### Texte fourni
Les peuples d’Iran se soulèvent

Depuis un an un soulèvement contre la théocratie au moins a lieu tous les quatre mois. Il est clair qu’il existe une forte solidarité au sein du peuple iranien. Une solidarité qui se mesure à chaque contestation, à chaque soulèvement, à chaque émeute. On le voit au Khouzestan et à Ispahan, on l’entend dans le rugissement des « mort au dictateur » dans la prison d’Evin ou encore parmi les familles des passagers tuées dans le crash de l’avion ukrainien.

Les réactions à la mort de Baktash Abtin indiquent clairement que la situation a changé. Non seulement la « peur » a changé de front, mais l’idée même de mourir pour la liberté et de se moquer de la mort se répand. C’est ce qui sonne le glas de la théocratie iranienne.

### Lignes de données

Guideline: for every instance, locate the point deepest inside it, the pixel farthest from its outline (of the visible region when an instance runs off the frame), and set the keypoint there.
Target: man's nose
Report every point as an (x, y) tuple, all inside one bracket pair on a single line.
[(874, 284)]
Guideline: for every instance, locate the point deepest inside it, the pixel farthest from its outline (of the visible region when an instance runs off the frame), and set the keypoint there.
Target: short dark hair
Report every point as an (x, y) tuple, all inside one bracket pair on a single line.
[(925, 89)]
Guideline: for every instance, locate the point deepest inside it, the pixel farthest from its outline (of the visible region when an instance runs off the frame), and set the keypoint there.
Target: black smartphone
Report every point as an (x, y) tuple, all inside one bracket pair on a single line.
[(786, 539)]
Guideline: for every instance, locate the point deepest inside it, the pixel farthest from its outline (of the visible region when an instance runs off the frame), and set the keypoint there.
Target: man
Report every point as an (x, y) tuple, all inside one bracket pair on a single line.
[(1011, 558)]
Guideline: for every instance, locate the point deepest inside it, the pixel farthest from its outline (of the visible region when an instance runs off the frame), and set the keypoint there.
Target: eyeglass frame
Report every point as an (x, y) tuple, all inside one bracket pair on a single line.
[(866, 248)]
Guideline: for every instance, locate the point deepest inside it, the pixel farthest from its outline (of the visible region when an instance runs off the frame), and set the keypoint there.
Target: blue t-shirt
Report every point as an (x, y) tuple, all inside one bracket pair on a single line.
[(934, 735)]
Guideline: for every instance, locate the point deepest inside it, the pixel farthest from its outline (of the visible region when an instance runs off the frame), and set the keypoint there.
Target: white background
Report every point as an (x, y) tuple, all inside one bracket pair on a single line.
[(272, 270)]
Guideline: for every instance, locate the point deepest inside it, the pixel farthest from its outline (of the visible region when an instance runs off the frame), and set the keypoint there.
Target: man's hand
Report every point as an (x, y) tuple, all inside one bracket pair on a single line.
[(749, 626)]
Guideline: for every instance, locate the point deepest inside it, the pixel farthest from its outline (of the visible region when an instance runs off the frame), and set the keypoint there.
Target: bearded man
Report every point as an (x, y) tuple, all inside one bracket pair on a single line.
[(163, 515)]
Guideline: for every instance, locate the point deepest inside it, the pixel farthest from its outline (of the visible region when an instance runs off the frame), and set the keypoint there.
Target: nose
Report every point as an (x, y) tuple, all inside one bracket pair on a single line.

### Travail demandé
1. D'après le texte sur les soulèvements en Iran, qu'est-ce qui indique clairement que la situation a changé ?
2. Poursuivez le texte sur les soulèvements en Iran à la suite de sa dernière phrase.
Le matériel n'entre pas en compte ici.

### Réponses par consigne
1. Les réactions à la mort de Baktash Abtin.

2.
Le soulèvement de la mi-novembre 2019, au cours duquel plusieurs milliers de jeunes insurgés ont été tués par des tirs directs sur ordre d’Ali Khamenei, a sonné comme un nouveau départ de cette mort pour la liberté. C’est la poussée verte sur les fosses communes des 30 000 martyrs du massacre de 1988, tués en quelques mois simplement parce qu’ils n’étaient pas d’accord avec Khomeiny et ne se soumettaient pas à ses croyances. Baktash Abtin n’est pas un simple exemple de plus. Lorsqu’une société dans son ensemble atteint le stade d’Abtin Baktash, prêt à sacrifier sa chère vie, il devient invulnérable à la répression. La manifestation de centaines de milliers d’enseignants le 13 décembre, malgré toutes les mesures prises par le régime pour l’interdire, est la preuve de cette affirmation.

Quand la répression ne fonctionne plus, que reste-t-il aux tyrans ?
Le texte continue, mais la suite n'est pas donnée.